-- Begin Supplied records --
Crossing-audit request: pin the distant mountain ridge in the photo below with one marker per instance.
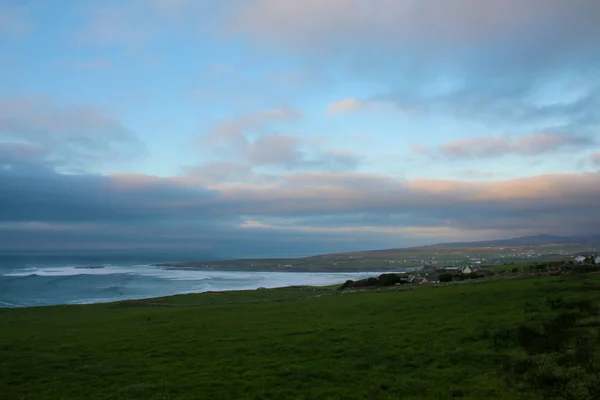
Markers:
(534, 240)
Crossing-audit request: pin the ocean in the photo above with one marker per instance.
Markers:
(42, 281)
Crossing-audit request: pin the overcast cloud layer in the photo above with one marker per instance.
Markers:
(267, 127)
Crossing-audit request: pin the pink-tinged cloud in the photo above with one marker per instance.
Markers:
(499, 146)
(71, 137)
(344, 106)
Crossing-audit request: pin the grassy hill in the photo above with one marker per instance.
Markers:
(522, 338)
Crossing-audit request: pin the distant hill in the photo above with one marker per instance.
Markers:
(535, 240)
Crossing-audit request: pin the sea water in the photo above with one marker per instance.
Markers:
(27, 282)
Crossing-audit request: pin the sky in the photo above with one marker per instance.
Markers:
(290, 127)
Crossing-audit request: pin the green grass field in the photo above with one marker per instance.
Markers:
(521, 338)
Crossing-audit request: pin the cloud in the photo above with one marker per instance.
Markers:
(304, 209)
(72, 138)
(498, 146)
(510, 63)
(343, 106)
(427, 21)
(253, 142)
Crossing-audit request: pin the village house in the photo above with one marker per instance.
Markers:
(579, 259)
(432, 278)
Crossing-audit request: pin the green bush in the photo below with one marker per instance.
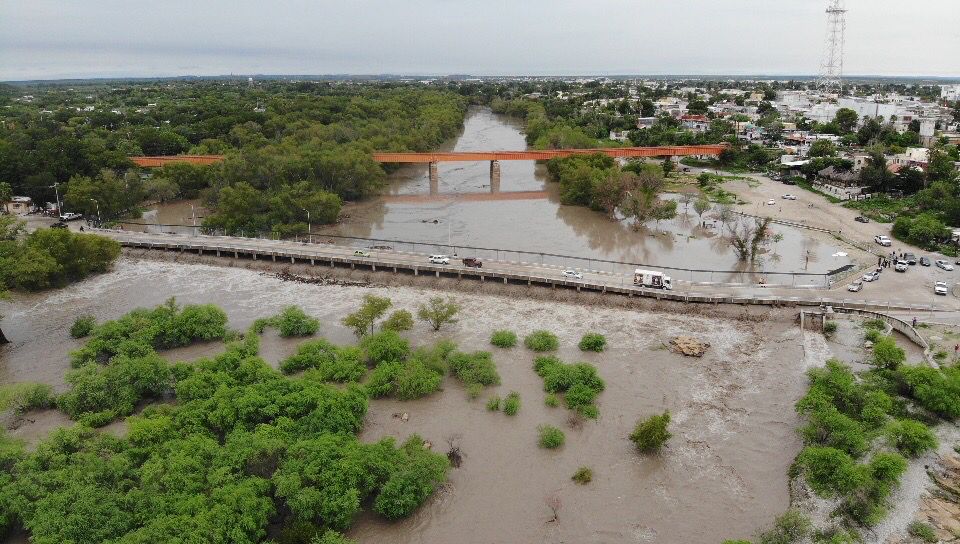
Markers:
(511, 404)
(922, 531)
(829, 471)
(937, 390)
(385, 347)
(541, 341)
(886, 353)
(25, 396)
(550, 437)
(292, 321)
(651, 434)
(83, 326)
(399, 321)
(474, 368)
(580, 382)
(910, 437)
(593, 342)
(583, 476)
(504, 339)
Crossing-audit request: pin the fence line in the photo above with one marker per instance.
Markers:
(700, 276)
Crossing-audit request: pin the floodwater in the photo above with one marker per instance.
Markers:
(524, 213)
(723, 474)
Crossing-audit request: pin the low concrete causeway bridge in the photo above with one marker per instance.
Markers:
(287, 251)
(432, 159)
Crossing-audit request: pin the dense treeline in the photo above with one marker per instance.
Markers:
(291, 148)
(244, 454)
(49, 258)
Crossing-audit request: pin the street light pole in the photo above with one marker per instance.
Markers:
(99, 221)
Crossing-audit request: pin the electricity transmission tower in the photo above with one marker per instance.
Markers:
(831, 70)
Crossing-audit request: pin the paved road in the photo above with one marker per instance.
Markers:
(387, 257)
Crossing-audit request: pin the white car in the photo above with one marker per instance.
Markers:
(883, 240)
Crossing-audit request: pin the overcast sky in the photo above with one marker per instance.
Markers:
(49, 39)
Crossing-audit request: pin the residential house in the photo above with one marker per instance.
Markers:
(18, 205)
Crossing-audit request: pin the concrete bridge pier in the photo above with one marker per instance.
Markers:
-- End Supplied records --
-- Begin Supplied records --
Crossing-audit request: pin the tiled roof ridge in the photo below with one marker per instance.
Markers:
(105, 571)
-- End Supplied records --
Goal:
Please return each line of the material above that contains the word "green", copied in full.

Task answer:
Crossing-audit request: pin the green grass field in the photo above with one marker per instance.
Crossing-audit request: pin the green bush in the photo below with one marker per instance.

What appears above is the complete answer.